* [Dataset rows on where objects appear]:
# # # # #
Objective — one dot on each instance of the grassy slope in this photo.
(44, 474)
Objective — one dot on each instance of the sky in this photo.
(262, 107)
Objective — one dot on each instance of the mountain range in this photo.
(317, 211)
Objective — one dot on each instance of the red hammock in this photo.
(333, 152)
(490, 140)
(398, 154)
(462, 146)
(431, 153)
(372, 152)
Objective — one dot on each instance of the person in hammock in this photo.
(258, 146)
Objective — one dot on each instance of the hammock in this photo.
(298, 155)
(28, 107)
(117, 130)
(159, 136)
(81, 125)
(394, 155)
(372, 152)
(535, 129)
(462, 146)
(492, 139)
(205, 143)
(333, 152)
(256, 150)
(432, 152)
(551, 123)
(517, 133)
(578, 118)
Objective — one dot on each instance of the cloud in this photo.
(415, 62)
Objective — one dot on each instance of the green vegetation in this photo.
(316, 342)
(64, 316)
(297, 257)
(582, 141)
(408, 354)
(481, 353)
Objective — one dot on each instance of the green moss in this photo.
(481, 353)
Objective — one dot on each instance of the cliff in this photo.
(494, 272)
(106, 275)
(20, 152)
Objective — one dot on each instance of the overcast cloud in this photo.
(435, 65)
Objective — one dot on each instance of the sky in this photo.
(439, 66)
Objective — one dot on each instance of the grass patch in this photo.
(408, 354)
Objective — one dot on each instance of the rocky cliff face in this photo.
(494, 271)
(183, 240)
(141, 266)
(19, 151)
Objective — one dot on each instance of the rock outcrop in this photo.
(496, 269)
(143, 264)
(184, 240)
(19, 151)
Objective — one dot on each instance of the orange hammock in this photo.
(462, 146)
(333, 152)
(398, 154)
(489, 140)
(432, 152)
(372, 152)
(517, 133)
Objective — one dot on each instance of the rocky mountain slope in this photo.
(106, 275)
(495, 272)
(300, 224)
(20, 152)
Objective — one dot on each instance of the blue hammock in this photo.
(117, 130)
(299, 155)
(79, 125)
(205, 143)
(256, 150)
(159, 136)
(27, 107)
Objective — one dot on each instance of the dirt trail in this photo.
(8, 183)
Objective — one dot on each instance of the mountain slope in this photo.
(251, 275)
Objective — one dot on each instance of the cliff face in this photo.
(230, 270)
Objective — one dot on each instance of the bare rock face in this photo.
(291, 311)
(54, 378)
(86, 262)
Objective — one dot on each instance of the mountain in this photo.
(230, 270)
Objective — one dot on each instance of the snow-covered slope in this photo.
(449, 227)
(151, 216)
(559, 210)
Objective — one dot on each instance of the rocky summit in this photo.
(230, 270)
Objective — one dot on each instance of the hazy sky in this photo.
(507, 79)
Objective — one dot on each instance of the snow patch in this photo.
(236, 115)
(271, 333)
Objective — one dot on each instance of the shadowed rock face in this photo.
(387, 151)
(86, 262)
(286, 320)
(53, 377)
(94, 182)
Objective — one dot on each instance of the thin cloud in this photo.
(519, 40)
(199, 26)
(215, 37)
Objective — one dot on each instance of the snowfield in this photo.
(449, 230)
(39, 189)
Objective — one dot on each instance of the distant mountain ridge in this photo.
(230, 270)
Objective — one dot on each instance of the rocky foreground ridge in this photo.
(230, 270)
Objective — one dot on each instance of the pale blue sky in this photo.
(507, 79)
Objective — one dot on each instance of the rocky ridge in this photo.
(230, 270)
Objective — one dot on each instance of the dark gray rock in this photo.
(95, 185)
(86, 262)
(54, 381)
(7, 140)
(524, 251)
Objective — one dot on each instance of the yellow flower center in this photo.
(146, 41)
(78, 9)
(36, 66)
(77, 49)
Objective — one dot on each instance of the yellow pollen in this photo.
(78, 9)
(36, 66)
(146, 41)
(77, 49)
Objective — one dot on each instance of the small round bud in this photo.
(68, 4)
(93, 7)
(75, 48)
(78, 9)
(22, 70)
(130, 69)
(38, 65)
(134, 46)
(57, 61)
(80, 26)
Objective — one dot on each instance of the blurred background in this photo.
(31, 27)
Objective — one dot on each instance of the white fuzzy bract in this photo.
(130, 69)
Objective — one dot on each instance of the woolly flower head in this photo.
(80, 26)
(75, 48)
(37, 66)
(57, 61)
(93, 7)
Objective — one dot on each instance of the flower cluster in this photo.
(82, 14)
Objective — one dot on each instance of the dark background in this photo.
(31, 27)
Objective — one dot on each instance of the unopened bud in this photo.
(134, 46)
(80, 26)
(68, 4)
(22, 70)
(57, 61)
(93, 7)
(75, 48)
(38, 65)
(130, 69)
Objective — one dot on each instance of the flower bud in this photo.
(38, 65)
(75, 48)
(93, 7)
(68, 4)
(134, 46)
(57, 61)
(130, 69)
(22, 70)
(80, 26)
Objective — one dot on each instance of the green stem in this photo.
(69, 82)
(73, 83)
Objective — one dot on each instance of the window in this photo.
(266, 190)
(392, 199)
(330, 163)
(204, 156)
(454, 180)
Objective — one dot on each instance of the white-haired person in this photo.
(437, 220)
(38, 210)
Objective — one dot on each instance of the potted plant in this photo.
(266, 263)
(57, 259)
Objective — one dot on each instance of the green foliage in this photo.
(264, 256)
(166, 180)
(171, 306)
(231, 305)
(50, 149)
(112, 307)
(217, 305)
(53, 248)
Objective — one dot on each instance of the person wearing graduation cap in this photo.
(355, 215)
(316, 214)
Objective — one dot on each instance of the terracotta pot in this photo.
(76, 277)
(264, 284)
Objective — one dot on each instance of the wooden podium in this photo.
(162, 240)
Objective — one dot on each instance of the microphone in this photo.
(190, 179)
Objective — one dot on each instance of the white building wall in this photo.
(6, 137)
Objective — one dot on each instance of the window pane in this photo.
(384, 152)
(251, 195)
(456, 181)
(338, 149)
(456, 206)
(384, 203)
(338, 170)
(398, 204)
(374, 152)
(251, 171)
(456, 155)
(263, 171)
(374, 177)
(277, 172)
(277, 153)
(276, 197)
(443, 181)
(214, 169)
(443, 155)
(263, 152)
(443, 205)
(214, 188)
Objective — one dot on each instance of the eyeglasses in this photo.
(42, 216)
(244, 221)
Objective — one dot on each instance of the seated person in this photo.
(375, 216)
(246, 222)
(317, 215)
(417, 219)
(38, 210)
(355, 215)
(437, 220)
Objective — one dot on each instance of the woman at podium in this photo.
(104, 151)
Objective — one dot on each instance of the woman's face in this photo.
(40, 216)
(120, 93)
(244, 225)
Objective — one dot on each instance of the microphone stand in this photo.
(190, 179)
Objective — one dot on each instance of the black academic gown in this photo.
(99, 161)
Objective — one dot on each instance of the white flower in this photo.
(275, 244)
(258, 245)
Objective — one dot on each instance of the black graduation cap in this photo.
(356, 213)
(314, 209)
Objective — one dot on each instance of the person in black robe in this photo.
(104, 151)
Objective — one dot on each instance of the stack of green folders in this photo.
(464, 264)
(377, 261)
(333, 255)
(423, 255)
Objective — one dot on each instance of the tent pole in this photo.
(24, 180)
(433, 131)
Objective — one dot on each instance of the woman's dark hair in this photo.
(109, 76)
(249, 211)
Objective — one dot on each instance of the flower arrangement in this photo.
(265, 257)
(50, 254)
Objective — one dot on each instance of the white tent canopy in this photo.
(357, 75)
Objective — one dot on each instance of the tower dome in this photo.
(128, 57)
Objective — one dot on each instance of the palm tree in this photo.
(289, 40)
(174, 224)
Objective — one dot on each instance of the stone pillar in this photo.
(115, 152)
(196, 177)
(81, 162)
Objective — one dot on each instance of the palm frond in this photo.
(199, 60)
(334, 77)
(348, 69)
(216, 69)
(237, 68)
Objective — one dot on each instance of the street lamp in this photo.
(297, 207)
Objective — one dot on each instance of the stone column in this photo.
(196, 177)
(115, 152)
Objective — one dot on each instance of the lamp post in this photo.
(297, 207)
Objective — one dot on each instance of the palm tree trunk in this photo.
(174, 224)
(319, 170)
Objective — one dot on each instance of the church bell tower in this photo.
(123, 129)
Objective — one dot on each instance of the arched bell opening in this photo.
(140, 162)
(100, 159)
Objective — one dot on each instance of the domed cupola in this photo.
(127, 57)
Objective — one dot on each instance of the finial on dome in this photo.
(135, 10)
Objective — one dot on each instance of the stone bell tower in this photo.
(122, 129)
# # # # #
* [YOUR GOAL]:
From the line holding "Objective — one dot on each instance of the tower" to the last line of the records, quote each line exactly and add nothing.

* [TASK RESPONSE]:
Objective — one dot on each instance of the tower dome in this photo.
(128, 57)
Objective — one dot on each instance of the palm tree in this photo.
(289, 40)
(174, 224)
Objective — one dot on each instance of the stone pillar in this photo.
(115, 152)
(196, 177)
(81, 162)
Objective — one dot on each instance of the palm frond in this photo.
(199, 60)
(334, 77)
(348, 69)
(216, 69)
(237, 68)
Objective — one dot on each instance of the street lamp in this photo.
(297, 207)
Objective — one dot on each instance of the stone column in this photo.
(196, 177)
(115, 152)
Objective — one dot on each instance of the lamp post in this photo.
(297, 207)
Objective — one dot on each instance of the palm tree trunk in this photo.
(174, 224)
(319, 170)
Objective — one dot on each instance of the church bell tower in this photo.
(123, 129)
Objective — one dot on each instance of the arched bell opening in this photo.
(140, 162)
(100, 159)
Objective — one dot on each instance of the domed cupola in this photo.
(127, 57)
Objective — one dot on each instance of the finial on dome in this photo.
(135, 10)
Objective — one dot on each instance of the stone bell tower in this photo.
(122, 129)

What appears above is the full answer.